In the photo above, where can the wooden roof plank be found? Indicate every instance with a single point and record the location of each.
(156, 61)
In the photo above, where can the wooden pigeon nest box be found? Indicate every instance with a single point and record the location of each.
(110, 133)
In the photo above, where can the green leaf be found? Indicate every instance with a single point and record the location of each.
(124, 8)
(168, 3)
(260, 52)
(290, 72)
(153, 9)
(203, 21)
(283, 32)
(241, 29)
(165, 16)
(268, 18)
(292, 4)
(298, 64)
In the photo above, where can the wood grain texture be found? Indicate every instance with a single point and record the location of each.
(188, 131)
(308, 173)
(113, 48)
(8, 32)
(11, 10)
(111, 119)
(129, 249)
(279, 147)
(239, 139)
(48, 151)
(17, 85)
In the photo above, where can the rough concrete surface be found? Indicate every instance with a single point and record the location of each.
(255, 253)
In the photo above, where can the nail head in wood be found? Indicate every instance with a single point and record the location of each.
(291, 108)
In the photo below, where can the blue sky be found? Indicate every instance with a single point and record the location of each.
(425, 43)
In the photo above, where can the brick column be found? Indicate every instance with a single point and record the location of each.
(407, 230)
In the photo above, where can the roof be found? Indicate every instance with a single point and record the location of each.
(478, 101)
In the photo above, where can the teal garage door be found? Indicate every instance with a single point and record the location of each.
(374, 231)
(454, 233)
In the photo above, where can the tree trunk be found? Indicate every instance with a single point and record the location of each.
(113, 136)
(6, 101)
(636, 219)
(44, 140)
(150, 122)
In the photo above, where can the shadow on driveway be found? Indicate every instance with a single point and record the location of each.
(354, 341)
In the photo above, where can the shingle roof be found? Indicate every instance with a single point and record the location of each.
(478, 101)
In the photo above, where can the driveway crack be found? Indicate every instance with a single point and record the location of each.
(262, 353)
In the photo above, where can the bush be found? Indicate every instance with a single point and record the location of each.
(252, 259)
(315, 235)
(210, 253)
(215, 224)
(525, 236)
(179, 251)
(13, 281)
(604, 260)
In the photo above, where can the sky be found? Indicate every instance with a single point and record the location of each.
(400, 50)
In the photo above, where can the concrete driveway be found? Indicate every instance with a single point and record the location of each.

*****

Give every line of the material again, exactly as it reads.

• [EXERCISE ANSWER]:
In the photo above, where can the wooden roof plank be found? Indicate every instance with a single point and record the location of each.
(156, 61)
In the photo above, where can the wooden pigeon nest box be found? Indicate every instance with a single point and record the location of each.
(110, 133)
In the photo above, where can the green leaf be found? Indicate every instance with a single point and record the location of each.
(124, 8)
(168, 3)
(260, 52)
(290, 72)
(153, 9)
(203, 21)
(283, 32)
(241, 29)
(165, 16)
(268, 18)
(292, 4)
(298, 64)
In the photo above, where can the wood grain texture be found? Indicate every instance with a single point and record the location of each.
(188, 131)
(308, 173)
(113, 48)
(8, 32)
(11, 10)
(111, 119)
(129, 249)
(279, 147)
(239, 139)
(48, 151)
(17, 85)
In the photo above, where can the rough concrete surface be found? Indicate every instance with a single point and record the location of each.
(255, 253)
In the photo above, where can the nail head in wood be found? Indicate every instance with a single point and record the location of each.
(291, 108)
In the photo below, where can the blue sky be found? Indicate every instance with a single point and record the location of each.
(425, 43)
In the photo above, where can the brick column be found? Indicate every instance with a single point and record the location of each.
(407, 230)
In the photo above, where can the roof be found? Indicate every instance with a single point and record the location of each.
(478, 101)
In the photo above, where can the teal garage door be found? Indicate every instance with a single point and record the location of each.
(374, 231)
(454, 233)
In the photo above, where can the tree trunk be found? Indicate every instance with a single point and record the location of each.
(113, 136)
(6, 101)
(636, 219)
(44, 140)
(150, 122)
In the photo above, where can the shadow on driveway be found? Indicate every instance with a single point and record the location of each.
(354, 341)
In the photo above, where can the shingle roof be found? Indicate every instance with a single point and record the location of each.
(478, 101)
In the photo above, where can the driveway crack be found? Indicate every instance with a single point and record the location of each.
(262, 353)
In the photo above, where can the bush be found? Indicate every instance with a single point and record the location of each.
(252, 259)
(315, 235)
(210, 253)
(215, 224)
(525, 236)
(179, 251)
(13, 281)
(604, 260)
In the photo above, where can the sky be found? Indicate every instance with a single point and record the location of each.
(400, 50)
In the photo above, where can the concrete driveway be found? Indicate every instance with a single point and record the location of each.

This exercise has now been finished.